▶ [TASK REQUIREMENTS]
1 > Rewrite the beekeeping forum thread between "## Oldtimer (Jul" and "with dead brood.", inclusive, replacing "brood nest" with "brood chamber".
2 > Write the next part of the beekeeping forum thread, picking up after its final line.

** Begin PAGE TEXT **

I'll try and measure tomorrow when the weather is sunnier and I have a chance to do a more thorough inspection. I glanced in yesterday, to see if they're drawing new comb at all, and they are but it looked like a lot of it was pretty big. Which might mean drone comb. I guess I should leave it in, maybe rotate it out and up later to be filled with honey, but that's another complication.

I'm wondering about the specifics of moving frames around. How do I choose between and/or combine different motions:

*outwards* first, inserting empty frames into the broodnest, and moving the brood comb towards the sides,
*upwards* first, pulling the whole broodnest upwards into the next box, as in ULBN.
*mixed* -- and how to decide, frame by frame, under what circumstances?
Another twist on all this -- a lot of what I'm reading assumes a supply of already drawn comb. In the _Idiot's Guide_, it says 
In order to achieve an unlimited broodnest, you should keep the broodnest open by occasionally moving good drawn worker comb into the broodnest area and relocating capped honey frames toward the outside of the boxes.​Problem is, I'm starting pretty much from scratch. It feels like I might be stressing the bees too much if I keep inserting empty frames into their broodnest, but if I don't do that, won't the queen keep laying eggs in the broodcomb already there? What are the trade-offs, and how do I keep it balanced going forward?


----------



## Oldtimer (Jul 4, 2010)

That should not be done too much. It's mostly in spring when the bees can use your help to help them increase their brood nest size, plus if you keep the queen busy it can assist with swarm control.

Also don't spread the brood nest out too much, if there is a cold snap and the bees cannot cover it all you can end up with dead brood.

If you don't have drawn comb, a comb of foundation in the middle of the brood nest is fine, long as they are collecting nectar they will draw it out.


----------



## Kofu (Jan 26, 2011)

Oldtimer said:


> That should not be done too much. It's mostly in spring when the bees can use your help to help them increase their brood nest size, plus if you keep the queen busy it can assist with swarm control.

** End PAGE TEXT **
** Begin PROVIDED DATA **

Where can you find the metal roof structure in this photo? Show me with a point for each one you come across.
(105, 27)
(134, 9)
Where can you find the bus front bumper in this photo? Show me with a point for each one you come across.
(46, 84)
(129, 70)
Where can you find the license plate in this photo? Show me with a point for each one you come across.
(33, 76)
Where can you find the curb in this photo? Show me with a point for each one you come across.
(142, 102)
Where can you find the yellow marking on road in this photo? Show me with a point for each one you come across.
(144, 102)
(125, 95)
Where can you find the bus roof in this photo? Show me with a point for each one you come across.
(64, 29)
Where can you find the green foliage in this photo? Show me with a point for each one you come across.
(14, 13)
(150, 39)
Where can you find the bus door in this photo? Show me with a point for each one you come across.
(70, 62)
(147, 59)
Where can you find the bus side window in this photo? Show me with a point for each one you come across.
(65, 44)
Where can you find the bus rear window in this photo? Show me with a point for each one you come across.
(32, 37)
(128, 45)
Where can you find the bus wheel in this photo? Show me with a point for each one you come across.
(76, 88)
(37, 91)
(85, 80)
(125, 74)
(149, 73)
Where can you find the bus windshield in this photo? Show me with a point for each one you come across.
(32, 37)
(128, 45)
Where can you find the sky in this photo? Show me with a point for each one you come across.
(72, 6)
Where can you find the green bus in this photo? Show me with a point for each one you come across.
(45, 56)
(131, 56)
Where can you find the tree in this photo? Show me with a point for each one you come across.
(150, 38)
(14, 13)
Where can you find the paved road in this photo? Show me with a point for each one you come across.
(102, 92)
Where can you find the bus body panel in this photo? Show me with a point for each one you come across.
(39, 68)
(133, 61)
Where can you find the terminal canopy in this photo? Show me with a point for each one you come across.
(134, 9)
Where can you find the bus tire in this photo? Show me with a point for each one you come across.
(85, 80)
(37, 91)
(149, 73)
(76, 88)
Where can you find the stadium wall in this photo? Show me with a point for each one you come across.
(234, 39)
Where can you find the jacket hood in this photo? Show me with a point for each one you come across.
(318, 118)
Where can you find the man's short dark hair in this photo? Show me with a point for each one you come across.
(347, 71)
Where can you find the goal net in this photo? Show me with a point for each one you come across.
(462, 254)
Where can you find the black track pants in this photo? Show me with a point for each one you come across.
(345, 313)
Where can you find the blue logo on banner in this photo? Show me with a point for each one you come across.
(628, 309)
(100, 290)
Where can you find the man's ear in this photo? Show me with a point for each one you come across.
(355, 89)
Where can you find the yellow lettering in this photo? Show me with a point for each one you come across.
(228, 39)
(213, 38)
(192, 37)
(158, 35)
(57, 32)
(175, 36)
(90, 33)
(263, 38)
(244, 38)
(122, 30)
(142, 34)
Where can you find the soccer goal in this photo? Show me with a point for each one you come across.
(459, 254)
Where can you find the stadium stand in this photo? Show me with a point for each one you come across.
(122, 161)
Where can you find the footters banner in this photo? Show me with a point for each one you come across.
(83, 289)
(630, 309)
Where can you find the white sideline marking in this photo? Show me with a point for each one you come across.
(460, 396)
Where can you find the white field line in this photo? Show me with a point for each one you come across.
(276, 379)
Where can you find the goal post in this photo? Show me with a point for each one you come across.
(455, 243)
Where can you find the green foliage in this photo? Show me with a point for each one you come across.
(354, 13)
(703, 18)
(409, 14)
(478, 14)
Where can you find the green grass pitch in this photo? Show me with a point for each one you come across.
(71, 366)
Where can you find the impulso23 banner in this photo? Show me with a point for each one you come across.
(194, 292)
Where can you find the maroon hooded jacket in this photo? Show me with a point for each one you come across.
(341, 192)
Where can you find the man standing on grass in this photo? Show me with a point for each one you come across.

** End PROVIDED DATA **

▶ [RESPONSES]
1 >
## Oldtimer (Jul 4, 2010)

That should not be done too much. It's mostly in spring when the bees can use your help to help them increase their brood chamber size, plus if you keep the queen busy it can assist with swarm control.

Also don't spread the brood chamber out too much, if there is a cold snap and the bees cannot cover it all you can end up with dead brood.

2 >
> 
> Also don't spread the brood nest out too much, if there is a cold snap and the bees cannot cover it all you can end up with dead brood.


Thanks, Oldtimer. I've been reading your posts in other threads and I like your perspective and how you're able to share from your experience and try out new ideas.

Right now we have low temps in the 60s, and highs in the 80s. If it goes down to 55° or 60° one night or two, is that a cold snap? It seems like there's lots of bees that were shook into the nuc. I'll look more carefully when I go in next, but if the new queen (started laying ~12 days ago) takes her time getting up to speed, then we might have a population slump for a couple of weeks. Is that a reason to be careful not to stretch out the broodnest too quickly?



Oldtimer said:


> If you don't have drawn comb, a comb of foundation in the middle of the brood nest is fine, long as they are collecting nectar they will draw it out.


Actually, I'm going foundation-less, but from what I've seen so far the bees are drawing new comb with no difficulties. We're in the middle of the main flow, until late June or so.

I might mention we're in the city of Philadelphia, which means there's more different kinds of plants flowering most of the way from Spring into Fall. A slow time in late July through August, from what I hear.


----------



## deknow (Jul 17, 2006)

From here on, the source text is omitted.